■ **TESTO DI PARTENZA**:
Omelia (01-11-2015)
fr. Massimo Rossi
Commento su Matteo 5,1-12

L'amore per Dio e l'amore per gli uomini non sono intrinsecamente in conflitto; al contrario! Durante la cena di addio, il Signore dichiara che l'amore per il prossimo è il modo più concreto ed efficace per amare Dio (cfr. Gv 15,17). Così concludevo la riflessione di domenica scorsa; e da qui riprendo il discorso oggi.
Chi sono i Santi? la domanda sembra banale, ma, attenzione, liquidandola come banale, rischiamo di perdere di vista il vero senso della santità; la stragrande maggioranza della gente, credente o non credente, immagina i Santi come una sorta di supereroi, persone speciali, perfette o poco ci manca...
Insomma i santi stanno lassù e noi quaggiù; sono un uomo, mica un santo! sono una donna, non sono una santa! - tanto per citare una vecchia canzone -.
La Chiesa del primo secolo sapeva bene chi sono i Santi: sono i credenti in Cristo.

■ **COMPITO ASSEGNATO**: Scrivi il seguito dell'omelia sui Santi, ripartendo subito dopo la frase sulla Chiesa del primo secolo.

■ **DATI FORNITI**:
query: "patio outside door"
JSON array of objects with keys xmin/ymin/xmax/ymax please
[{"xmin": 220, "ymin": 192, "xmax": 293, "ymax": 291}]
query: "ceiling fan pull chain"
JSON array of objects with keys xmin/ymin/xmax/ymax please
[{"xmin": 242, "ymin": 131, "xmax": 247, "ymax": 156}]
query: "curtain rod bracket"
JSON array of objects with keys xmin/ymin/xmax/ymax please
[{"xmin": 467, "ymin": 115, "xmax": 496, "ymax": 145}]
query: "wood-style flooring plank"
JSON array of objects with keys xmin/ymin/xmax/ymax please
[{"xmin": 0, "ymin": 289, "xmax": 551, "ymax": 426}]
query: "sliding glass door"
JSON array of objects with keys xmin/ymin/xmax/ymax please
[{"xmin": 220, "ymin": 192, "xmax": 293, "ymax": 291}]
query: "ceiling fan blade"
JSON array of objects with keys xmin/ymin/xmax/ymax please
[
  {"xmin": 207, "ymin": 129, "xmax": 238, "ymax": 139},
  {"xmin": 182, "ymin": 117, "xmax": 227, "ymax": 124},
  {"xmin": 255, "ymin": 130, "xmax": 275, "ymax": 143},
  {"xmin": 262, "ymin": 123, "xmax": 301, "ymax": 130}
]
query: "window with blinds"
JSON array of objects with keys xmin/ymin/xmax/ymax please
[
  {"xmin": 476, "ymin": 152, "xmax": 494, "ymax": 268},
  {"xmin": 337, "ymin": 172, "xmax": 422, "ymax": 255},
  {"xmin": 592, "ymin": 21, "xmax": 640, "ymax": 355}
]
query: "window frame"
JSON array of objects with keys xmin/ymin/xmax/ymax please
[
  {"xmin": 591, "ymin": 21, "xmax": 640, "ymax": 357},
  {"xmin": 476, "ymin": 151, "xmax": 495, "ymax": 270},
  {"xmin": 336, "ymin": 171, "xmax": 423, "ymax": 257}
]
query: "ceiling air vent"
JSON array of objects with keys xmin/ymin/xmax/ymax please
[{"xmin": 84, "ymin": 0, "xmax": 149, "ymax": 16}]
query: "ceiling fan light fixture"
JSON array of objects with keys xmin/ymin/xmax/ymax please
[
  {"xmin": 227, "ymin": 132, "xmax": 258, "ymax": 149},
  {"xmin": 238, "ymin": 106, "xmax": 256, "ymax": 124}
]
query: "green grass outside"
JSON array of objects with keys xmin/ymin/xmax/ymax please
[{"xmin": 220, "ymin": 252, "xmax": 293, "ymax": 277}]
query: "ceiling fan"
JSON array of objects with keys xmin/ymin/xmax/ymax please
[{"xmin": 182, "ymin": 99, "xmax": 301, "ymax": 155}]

■ **RISPOSTA SCRITTA**:
La fede è il punto di partenza, la santità il punto di arrivo.
Perché il Vangelo delle Beatitudini nel giorno di Tutti i Santi? un'altra domanda apparentemente banale... e anche la risposta... Molti pensano ancora che i Santi lo sono diventati per le sofferenze subite durante la loro lunga o breve vita terrena; e, visto che le Beatitudini riguardano per lo più condizioni di indigenza, di discriminazione, di persecuzione... situazioni tristi insomma, 1 + 1 fa 2: la Beatitudine è la risposta di Dio, il premio alla nostra perseveranza nell'accettare la cattiva sorte, senza ribellarci.
In effetti, un paio di secoli fa, i Santi erano ritratti come uomini e donne austeri, malaticci, poco sorridenti, vestiti di scuro, in atteggiamento di preghiera, o, al massimo, con un libro di elevazione spirituale in mano... per quel secolare imbarazzo, e un po' più che imbarazzo, una vera e propria diffidenza nei confronti della felicità e dei piaceri del mondo... quasi tutti preti e suore.
Che angoscia! Altro che invidiarli, altro che desiderare di imitarli!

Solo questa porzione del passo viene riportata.